Image-grounded pointing data:
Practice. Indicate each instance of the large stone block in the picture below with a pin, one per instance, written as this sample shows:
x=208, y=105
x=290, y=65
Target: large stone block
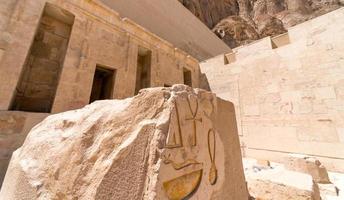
x=165, y=143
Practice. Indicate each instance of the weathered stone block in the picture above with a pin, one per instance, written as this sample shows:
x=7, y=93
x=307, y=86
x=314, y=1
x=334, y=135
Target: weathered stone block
x=162, y=144
x=308, y=165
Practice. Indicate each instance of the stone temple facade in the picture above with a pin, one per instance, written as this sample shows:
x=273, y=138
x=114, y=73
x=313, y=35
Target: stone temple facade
x=288, y=91
x=62, y=55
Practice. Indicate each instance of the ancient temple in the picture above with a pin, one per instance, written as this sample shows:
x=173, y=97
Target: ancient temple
x=57, y=56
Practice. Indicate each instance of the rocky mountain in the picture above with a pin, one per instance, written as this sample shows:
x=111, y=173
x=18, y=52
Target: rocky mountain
x=239, y=22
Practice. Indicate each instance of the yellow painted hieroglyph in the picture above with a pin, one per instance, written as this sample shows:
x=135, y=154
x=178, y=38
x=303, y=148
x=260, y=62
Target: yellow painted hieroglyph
x=183, y=147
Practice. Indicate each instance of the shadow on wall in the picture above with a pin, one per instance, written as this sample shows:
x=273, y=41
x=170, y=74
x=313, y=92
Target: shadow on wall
x=204, y=83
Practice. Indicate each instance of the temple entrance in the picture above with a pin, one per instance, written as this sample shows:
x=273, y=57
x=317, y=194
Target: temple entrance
x=103, y=83
x=36, y=88
x=143, y=69
x=187, y=77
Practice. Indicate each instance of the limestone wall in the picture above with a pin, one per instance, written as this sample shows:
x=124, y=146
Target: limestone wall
x=99, y=37
x=14, y=127
x=288, y=97
x=173, y=22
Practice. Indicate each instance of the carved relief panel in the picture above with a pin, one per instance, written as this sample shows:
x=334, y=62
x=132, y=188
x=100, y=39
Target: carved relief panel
x=192, y=150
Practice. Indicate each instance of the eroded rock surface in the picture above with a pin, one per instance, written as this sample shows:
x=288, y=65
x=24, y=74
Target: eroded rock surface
x=165, y=143
x=309, y=165
x=265, y=17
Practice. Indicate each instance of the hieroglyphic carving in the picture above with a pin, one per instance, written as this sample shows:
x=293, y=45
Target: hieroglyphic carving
x=175, y=140
x=194, y=119
x=181, y=187
x=178, y=166
x=212, y=149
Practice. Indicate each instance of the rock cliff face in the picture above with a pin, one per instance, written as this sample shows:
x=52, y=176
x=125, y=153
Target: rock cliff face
x=165, y=143
x=239, y=22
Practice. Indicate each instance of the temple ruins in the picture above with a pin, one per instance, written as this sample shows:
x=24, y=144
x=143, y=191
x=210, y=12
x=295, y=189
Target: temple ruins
x=125, y=99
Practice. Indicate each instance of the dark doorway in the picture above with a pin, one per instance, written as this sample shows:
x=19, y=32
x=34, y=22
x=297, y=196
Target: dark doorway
x=36, y=88
x=187, y=77
x=144, y=58
x=103, y=83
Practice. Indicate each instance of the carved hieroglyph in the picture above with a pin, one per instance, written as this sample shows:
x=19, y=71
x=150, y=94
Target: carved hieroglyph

● WORK ORDER:
Print every entry above again, exactly as written. Leave the images out.

● ANSWER BELOW:
Practice. Indicate each instance of the large stone block in the picture below with a pin, one per instance, written as this sample shows:
x=208, y=105
x=290, y=65
Target: large stone block
x=165, y=143
Practice. Indicate each instance of the weathered stone block in the picture above with a pin, one per instance, written as this sample shows:
x=7, y=93
x=307, y=86
x=314, y=1
x=334, y=135
Target: weathered stone block
x=162, y=144
x=308, y=165
Practice. Indicate each instance of the stone temple facade in the picture above with a pin, one per instance, written as this sample shows:
x=273, y=138
x=114, y=73
x=313, y=35
Target: stone temple facade
x=288, y=91
x=62, y=55
Practice. Indicate each instance of the ancient temple in the picture above with a pin, one per instance, written as this sample shows:
x=173, y=97
Target: ancient temple
x=57, y=56
Practice. Indicate each instance of the rocky mountain in the picture above with a pin, one per instance, written as this sample shows:
x=111, y=173
x=18, y=52
Target: rocky mountain
x=239, y=22
Practice. Indicate each instance of the yellow painted hieroglyph in the picture above with a pin, one per instance, written as this sample shows:
x=135, y=154
x=178, y=38
x=303, y=148
x=260, y=62
Target: yellow painted hieroglyph
x=183, y=147
Practice. Indicate each instance of the shadow on wall in the picture above with a pin, one per instance, written as this sample shows:
x=273, y=41
x=170, y=74
x=313, y=92
Target: shadow on wall
x=204, y=83
Practice. Indicate each instance of the temple entrance in the picture above with a pin, one per instance, written as this sample shows:
x=273, y=57
x=317, y=194
Target: temple entrance
x=103, y=83
x=36, y=88
x=143, y=69
x=187, y=77
Practice. Indicate each instance of the limestone wall in the picture above with a pin, one per instance, written as this sample shows:
x=124, y=146
Target: limestone wall
x=99, y=37
x=14, y=127
x=288, y=97
x=173, y=22
Practice. Indicate each instance of the carved relief panel in the picture above with a pin, one per instance, written as this sample shows:
x=334, y=62
x=132, y=188
x=100, y=39
Target: carved relief panel
x=192, y=150
Practice. Indicate each instance of the eroded rock surface in the picture above with a pin, one per instance, written as this sample shows:
x=288, y=65
x=24, y=74
Target: eroded rock surface
x=165, y=143
x=309, y=165
x=265, y=17
Practice. Indicate each instance of the hieroglyphic carving in the picture above with a pin, one per instance, written as this sample shows:
x=293, y=45
Target: hieroglyphic carving
x=175, y=140
x=194, y=119
x=181, y=187
x=178, y=166
x=212, y=149
Practice. Indicate each instance of the rock cliff face in the picture above with a pin, one per instance, written as this sample shows:
x=52, y=176
x=125, y=153
Target: rock cliff face
x=165, y=143
x=239, y=22
Practice. Indicate each instance of the temple ruins in the picture above with a pin, one per instance, written as this sample shows:
x=24, y=144
x=143, y=191
x=210, y=12
x=295, y=189
Target: temple ruins
x=125, y=99
Practice. Indicate each instance of the dark doorway in the picture above with a pin, one per instance, written as this sample shows:
x=19, y=32
x=34, y=22
x=297, y=196
Target: dark doorway
x=36, y=88
x=187, y=77
x=144, y=58
x=103, y=83
Practice. Indicate each instance of the carved hieroglyph in the picture above with a pin, one per instance, written as this sample shows:
x=19, y=71
x=150, y=94
Target: carved hieroglyph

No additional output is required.